**RECORDS SHOWN**
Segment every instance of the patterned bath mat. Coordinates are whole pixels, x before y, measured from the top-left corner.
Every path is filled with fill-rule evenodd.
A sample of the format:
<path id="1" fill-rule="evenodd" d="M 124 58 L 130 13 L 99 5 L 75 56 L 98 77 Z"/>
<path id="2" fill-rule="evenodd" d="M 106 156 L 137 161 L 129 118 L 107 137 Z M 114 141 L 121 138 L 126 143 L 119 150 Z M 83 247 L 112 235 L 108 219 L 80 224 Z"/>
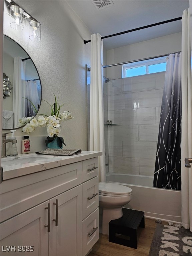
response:
<path id="1" fill-rule="evenodd" d="M 192 255 L 192 232 L 183 227 L 157 224 L 149 256 Z"/>

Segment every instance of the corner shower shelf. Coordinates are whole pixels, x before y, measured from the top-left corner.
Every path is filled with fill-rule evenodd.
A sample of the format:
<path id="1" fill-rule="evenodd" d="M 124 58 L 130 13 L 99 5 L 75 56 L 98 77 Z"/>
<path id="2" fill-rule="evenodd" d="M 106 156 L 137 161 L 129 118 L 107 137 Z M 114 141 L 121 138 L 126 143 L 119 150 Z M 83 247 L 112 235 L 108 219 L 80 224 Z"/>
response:
<path id="1" fill-rule="evenodd" d="M 107 125 L 108 126 L 111 126 L 112 125 L 119 125 L 118 124 L 104 124 L 104 125 Z"/>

**SHORT PROBLEM**
Return every line of the data above that contains the word "Coordinates", matching case exactly.

**TASK SOLUTION**
Segment every instance of the patterned bath mat. Coordinates are whole pixels, x before y, measured from the top-left corner.
Segment every instance of the corner shower shelf. Coordinates are whole pixels, x before y, measured from the top-left corner.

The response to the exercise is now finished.